--- THE INPUT ---
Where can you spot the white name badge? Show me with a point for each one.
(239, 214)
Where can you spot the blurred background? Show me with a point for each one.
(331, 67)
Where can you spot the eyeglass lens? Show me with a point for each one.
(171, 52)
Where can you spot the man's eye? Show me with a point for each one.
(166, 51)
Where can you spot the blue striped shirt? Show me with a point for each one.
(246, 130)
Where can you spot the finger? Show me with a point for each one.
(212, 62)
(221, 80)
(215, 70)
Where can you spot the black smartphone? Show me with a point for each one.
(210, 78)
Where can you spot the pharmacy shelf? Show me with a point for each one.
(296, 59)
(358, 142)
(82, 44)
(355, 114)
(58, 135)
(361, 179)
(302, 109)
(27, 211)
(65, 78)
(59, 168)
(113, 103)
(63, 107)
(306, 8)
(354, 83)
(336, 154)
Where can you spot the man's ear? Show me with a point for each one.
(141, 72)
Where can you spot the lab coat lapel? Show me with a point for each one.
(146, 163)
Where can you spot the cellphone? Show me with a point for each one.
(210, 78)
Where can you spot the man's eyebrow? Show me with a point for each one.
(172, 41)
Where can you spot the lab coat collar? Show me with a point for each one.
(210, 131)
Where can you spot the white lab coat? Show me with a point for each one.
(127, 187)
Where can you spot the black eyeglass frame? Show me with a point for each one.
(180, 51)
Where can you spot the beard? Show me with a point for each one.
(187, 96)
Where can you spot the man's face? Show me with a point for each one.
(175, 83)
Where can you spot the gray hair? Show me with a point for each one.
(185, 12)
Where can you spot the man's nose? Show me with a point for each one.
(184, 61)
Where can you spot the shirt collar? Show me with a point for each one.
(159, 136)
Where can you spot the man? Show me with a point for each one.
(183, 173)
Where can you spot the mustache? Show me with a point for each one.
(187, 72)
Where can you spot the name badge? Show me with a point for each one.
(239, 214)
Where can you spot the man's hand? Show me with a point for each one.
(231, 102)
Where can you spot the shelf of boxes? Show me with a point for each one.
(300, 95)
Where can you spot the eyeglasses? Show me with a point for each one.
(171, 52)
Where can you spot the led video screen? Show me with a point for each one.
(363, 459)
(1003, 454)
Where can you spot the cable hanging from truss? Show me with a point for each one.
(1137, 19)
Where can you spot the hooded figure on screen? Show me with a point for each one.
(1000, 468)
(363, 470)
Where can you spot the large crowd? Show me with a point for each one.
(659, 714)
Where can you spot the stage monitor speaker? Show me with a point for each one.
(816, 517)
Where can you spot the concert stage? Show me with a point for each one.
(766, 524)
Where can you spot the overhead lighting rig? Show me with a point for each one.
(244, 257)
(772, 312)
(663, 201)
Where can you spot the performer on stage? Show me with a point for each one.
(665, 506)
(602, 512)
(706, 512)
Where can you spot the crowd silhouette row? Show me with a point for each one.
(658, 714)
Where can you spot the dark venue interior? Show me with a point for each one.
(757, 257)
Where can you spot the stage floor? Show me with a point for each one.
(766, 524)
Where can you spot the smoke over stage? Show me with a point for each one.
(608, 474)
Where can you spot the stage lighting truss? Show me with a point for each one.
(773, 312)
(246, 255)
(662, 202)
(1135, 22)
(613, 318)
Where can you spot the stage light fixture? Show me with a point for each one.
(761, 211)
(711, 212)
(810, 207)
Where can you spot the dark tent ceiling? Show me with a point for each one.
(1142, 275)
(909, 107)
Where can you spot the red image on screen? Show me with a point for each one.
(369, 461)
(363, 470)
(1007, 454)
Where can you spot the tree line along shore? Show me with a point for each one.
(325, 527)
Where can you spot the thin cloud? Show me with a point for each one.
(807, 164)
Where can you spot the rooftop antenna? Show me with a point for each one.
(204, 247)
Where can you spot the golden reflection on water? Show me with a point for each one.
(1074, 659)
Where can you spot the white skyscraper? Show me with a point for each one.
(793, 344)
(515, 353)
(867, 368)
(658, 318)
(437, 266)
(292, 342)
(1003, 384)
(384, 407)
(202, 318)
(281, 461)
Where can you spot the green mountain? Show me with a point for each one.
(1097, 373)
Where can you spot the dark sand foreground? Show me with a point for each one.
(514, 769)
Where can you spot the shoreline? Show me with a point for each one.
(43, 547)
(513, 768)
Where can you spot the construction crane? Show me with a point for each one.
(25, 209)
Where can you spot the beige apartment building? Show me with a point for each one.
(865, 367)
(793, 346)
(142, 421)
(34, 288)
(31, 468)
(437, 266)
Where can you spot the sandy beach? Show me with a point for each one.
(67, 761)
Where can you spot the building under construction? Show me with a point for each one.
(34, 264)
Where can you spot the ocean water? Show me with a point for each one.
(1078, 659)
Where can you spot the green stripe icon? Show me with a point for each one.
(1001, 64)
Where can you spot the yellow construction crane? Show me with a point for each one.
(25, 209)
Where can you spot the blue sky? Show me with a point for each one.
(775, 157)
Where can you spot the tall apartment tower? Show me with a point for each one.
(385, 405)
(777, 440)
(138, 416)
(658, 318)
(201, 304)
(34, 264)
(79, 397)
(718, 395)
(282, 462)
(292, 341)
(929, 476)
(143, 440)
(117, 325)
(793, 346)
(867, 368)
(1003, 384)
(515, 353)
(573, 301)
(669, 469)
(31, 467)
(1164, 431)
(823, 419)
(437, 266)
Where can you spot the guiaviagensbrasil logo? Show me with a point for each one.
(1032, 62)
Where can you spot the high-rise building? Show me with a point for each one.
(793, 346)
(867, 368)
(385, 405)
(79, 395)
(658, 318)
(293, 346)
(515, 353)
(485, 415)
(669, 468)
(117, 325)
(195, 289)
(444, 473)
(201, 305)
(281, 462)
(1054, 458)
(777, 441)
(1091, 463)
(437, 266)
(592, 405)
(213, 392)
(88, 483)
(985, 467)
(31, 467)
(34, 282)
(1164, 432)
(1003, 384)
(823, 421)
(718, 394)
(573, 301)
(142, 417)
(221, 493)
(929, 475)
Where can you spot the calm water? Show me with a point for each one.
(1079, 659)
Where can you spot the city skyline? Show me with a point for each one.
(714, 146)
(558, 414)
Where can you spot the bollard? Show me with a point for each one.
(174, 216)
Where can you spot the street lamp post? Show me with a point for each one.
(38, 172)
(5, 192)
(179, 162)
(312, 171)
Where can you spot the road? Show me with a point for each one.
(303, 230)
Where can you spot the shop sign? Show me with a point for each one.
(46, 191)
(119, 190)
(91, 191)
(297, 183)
---
INSTRUCTIONS TO FOLLOW: Repeat exactly the lines from the line containing "Where can you spot the calm" through the end of the listing above; both boundary lines are part of the output.

RESPONSE FOR THIS EXERCISE:
Where can you spot the calm water? Show me with a point for each one.
(1079, 659)
Where can you spot the city skyline? Show me with a point for each one.
(714, 146)
(558, 414)
Where can you spot the bollard? Show me with a point for each one.
(174, 216)
Where can you spot the street lamp post? Show me with a point for each one.
(38, 172)
(5, 192)
(179, 162)
(312, 171)
Where can you spot the road? Show me with a point for each one.
(303, 230)
Where can you spot the shop sign? Show me with a point for each one.
(46, 191)
(119, 190)
(91, 191)
(297, 183)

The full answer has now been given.